C. No Conflicts. The execution, delivery, and performance by the Company of this Agreement and the Securities, the issuance of the Securities, and the consummation by it of the transactions contemplated hereby and thereby do not and will not (i) conflict with or violate any provision of the Company’s or any of the Company’s subsidiary’s certificate or articles of incorporation, bylaws, or other organizational or charter documents or (ii) conflict with, or constitute a default (or an event that with notice or lapse of time or both would become a default) under, result in the creation of any lien upon any of the properties or assets of the Company or any subsidiary of the Company, or give to others any rights of termination, amendment, anti-dilution, or similar adjustments, acceleration, or cancellation (with or without notice, lapse of time, or both) of, any agreement, credit facility, debt, or other instrument (evidencing a Company or subsidiary debt or otherwise) or other understanding to which the Company or any subsidiary is a party or by which any property or asset of the Company or any Subsidiary is bound or affected, or (iii) subject to the Nasdaq’s approval of the Company’s Listing of Additional Shares application, conflict with or result in a violation of any law, rule, regulation, order, judgment, injunction, decree, or other restriction of any court or governmental authority to which the Company or a subsidiary is subject (including federal and state securities laws and regulations), or by which any property or asset of the Company or a subsidiary is bound or affected; except in the case of each of clauses (ii) and (iii), such as could not have or reasonably be expected to result in a Material Adverse Effect.

RECORDS SHOWN –

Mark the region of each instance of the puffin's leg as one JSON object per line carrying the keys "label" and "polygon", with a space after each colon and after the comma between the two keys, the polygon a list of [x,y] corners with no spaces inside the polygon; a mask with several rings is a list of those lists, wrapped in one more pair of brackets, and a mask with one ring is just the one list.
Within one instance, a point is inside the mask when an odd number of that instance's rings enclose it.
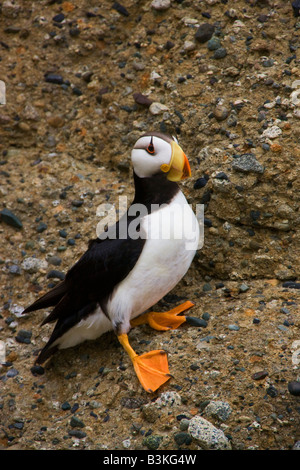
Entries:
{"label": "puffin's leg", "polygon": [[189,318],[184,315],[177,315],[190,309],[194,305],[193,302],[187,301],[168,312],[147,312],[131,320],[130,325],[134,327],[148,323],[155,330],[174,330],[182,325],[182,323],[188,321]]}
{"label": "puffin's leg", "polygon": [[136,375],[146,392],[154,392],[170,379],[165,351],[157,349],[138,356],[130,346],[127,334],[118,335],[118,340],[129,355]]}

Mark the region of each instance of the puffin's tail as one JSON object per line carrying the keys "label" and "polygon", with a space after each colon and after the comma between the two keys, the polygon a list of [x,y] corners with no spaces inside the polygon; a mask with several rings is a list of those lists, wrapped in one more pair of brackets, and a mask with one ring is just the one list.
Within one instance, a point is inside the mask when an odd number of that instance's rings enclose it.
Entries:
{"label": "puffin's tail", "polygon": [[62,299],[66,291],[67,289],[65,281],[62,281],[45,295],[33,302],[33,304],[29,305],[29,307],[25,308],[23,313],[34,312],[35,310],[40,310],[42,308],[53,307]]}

==

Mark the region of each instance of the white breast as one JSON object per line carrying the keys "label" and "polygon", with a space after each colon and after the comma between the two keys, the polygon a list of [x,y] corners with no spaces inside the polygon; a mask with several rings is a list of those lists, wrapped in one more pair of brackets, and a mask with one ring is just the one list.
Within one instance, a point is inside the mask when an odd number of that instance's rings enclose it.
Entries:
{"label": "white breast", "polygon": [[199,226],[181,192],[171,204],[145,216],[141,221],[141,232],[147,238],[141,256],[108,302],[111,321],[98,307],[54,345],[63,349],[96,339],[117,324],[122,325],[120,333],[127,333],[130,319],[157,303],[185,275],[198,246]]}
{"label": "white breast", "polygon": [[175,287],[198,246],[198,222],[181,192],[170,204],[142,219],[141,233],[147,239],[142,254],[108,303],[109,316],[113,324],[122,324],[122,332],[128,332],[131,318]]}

OBJECTIVES –
[1] Using the No Conflicts provision, list every kind of right that clause (ii) says the transactions will not give to others.
[2] Pick up the No Conflicts provision after its final sentence and write the next section of the agreement in the same formal style.

EXPECTED RESULTS –
[1]
- Termination
- Amendment
- Anti-dilution or similar adjustments
- Acceleration
- Cancellation

[2]
 

D. Issuance of the Securities. The New Warrants are duly authorized and, when issued in accordance with this Agreement, will be duly and validly issued, fully paid, and nonassessable, free and clear of all liens imposed by the Company other than restrictions on transfer provided for in the in the Warrants. The Warrant Shares, when issued in accordance with the terms of the New Warrants, will be validly issued, fully paid and nonassessable, free and clear of all liens imposed by the Company other than restrictions on transfer provided for in the in the New Warrants. The Company has reserved from its duly authorized capital stock a number of shares of Common Stock for issuance of the Warrant Shares.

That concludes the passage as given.